**GOAL OF THE EXERCISE:**
The required output consists solely of the lines from the line containing "[ ] a keypoint on each instance of the wet" through the end of the records, copied exactly.

**DATA RECORDS:**
----------------

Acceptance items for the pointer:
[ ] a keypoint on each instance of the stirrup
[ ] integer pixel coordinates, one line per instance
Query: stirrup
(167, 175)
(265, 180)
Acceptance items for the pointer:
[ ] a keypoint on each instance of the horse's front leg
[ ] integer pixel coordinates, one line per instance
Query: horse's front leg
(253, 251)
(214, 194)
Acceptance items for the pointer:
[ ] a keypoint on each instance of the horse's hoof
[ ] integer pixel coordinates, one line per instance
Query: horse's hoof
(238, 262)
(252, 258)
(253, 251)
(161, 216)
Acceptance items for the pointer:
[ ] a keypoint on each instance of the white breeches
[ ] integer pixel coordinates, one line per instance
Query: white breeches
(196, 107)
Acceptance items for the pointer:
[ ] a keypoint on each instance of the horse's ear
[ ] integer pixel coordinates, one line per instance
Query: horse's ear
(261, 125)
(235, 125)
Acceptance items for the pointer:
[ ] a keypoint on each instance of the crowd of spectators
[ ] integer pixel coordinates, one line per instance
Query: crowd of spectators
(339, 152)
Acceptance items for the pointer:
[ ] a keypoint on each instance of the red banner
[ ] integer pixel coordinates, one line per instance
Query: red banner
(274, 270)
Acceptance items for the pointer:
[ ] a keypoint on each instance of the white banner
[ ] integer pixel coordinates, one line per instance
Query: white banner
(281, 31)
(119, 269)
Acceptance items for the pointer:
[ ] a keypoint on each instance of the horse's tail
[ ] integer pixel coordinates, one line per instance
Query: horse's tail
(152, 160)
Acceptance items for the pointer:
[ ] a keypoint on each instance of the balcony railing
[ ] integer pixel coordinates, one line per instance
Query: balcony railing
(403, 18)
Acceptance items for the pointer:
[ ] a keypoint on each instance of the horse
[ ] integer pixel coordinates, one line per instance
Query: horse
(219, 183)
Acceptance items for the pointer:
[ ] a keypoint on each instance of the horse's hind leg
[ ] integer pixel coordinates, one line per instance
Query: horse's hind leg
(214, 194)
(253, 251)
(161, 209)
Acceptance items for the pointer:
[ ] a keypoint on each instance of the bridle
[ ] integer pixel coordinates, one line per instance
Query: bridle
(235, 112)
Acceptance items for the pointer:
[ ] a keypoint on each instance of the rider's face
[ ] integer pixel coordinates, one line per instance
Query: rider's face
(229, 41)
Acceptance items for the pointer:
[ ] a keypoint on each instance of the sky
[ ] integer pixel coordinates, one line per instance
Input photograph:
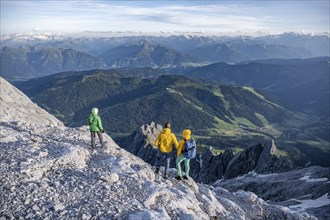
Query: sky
(209, 17)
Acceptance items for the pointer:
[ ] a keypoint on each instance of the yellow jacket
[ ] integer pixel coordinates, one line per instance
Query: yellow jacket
(165, 140)
(186, 136)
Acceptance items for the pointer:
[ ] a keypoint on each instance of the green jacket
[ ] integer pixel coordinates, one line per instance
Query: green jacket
(95, 123)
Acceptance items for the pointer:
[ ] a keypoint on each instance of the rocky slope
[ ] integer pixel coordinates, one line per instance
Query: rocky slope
(257, 169)
(48, 172)
(208, 168)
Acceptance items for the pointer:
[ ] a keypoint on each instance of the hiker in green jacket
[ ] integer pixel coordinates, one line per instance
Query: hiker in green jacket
(95, 126)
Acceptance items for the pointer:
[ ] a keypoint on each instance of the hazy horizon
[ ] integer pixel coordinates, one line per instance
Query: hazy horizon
(165, 17)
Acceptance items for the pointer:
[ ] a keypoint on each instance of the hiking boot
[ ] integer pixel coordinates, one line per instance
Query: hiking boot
(178, 177)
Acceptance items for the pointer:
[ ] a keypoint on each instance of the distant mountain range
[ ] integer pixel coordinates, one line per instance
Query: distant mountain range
(146, 54)
(127, 102)
(28, 62)
(300, 84)
(40, 55)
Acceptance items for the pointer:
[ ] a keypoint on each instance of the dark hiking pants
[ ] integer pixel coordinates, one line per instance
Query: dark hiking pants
(160, 156)
(93, 136)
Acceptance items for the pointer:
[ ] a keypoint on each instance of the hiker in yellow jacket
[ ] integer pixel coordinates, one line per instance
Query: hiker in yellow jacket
(164, 142)
(186, 136)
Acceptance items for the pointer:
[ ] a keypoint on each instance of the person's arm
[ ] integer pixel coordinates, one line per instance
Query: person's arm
(157, 141)
(99, 124)
(175, 141)
(180, 148)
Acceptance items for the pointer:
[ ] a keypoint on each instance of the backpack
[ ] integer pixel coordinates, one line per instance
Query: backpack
(189, 149)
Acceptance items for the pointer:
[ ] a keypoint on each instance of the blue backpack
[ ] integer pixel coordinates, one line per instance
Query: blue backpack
(189, 149)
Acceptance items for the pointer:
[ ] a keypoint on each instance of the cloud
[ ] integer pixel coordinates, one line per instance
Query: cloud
(210, 16)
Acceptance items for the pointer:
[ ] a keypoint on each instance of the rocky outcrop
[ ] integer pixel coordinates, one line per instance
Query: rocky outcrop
(243, 162)
(268, 162)
(306, 189)
(49, 172)
(206, 167)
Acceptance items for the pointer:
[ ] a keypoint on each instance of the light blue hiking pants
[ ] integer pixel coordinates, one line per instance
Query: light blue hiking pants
(161, 156)
(179, 160)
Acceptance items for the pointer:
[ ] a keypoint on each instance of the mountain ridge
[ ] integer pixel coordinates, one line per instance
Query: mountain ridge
(49, 172)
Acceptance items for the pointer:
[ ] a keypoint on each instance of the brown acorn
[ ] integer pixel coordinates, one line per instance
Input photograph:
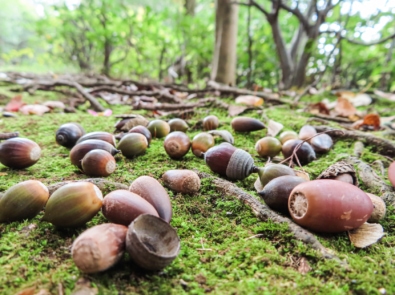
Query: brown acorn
(123, 206)
(158, 128)
(178, 124)
(246, 124)
(177, 144)
(201, 143)
(98, 163)
(99, 247)
(150, 189)
(68, 134)
(229, 161)
(277, 191)
(210, 122)
(143, 130)
(182, 181)
(101, 135)
(268, 147)
(329, 206)
(79, 151)
(133, 145)
(305, 152)
(19, 153)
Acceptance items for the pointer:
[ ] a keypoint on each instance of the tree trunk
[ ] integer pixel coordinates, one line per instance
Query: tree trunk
(224, 61)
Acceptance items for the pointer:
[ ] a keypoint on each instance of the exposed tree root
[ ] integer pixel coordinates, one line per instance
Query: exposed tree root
(264, 213)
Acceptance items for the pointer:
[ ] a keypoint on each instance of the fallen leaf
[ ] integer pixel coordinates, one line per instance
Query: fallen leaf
(15, 104)
(366, 235)
(274, 128)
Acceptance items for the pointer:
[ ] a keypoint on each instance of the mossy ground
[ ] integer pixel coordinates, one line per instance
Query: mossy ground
(219, 254)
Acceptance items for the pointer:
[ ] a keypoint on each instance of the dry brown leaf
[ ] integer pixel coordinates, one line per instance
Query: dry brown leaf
(366, 235)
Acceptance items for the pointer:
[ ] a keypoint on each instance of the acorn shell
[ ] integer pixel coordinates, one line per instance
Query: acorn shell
(182, 181)
(177, 144)
(158, 128)
(99, 247)
(133, 145)
(246, 124)
(123, 206)
(19, 153)
(151, 242)
(73, 204)
(329, 206)
(98, 163)
(201, 143)
(23, 200)
(101, 135)
(79, 151)
(150, 189)
(68, 134)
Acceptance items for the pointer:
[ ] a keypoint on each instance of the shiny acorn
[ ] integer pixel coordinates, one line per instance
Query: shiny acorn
(178, 124)
(151, 242)
(329, 206)
(123, 206)
(101, 135)
(246, 124)
(210, 123)
(182, 181)
(151, 190)
(99, 247)
(133, 145)
(23, 200)
(201, 143)
(79, 151)
(177, 144)
(98, 163)
(158, 128)
(68, 134)
(229, 161)
(73, 204)
(19, 153)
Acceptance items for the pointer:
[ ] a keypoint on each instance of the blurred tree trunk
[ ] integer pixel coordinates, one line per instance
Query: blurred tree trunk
(224, 60)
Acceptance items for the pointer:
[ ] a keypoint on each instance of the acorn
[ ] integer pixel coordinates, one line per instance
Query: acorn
(99, 247)
(277, 191)
(287, 135)
(305, 152)
(23, 200)
(246, 124)
(329, 206)
(19, 153)
(98, 163)
(306, 132)
(68, 134)
(226, 160)
(201, 143)
(151, 242)
(142, 130)
(182, 181)
(123, 206)
(158, 128)
(79, 151)
(73, 204)
(101, 135)
(178, 124)
(210, 122)
(133, 145)
(151, 190)
(271, 171)
(268, 147)
(177, 144)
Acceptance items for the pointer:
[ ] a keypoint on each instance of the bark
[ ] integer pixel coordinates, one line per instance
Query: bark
(224, 61)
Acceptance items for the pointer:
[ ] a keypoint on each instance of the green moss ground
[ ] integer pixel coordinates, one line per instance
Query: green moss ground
(233, 263)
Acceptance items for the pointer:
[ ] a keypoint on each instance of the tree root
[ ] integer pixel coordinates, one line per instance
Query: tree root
(264, 213)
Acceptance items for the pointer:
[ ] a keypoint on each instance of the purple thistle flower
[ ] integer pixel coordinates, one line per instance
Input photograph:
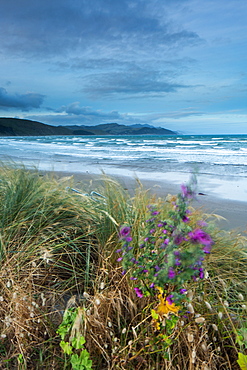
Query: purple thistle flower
(187, 192)
(207, 249)
(124, 231)
(202, 223)
(138, 292)
(185, 219)
(200, 236)
(169, 298)
(171, 273)
(178, 239)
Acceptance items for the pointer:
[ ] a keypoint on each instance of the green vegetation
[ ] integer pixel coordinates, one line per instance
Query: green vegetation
(65, 303)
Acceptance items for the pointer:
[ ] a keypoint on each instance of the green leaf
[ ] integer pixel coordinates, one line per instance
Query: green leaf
(154, 314)
(66, 347)
(242, 361)
(78, 342)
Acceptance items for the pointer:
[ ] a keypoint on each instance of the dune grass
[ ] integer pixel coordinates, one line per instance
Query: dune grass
(58, 253)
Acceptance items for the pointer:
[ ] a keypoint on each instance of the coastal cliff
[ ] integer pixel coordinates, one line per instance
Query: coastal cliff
(23, 127)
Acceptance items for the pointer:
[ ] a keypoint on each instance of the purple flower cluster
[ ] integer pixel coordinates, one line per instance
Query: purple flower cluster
(168, 254)
(201, 237)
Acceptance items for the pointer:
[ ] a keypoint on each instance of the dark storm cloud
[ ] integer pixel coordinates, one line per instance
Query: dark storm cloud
(25, 102)
(47, 28)
(75, 109)
(74, 114)
(132, 82)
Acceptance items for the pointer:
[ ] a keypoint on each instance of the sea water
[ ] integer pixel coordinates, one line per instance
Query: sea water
(219, 159)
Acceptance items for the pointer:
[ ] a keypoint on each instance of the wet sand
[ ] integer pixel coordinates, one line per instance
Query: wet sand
(234, 211)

----------------

**SOLUTION FOR THIS EXERCISE:**
[ ] a keypoint on each instance of the wet sand
[ ] integer pixel coordinates, one line per instance
Query: wet sand
(234, 211)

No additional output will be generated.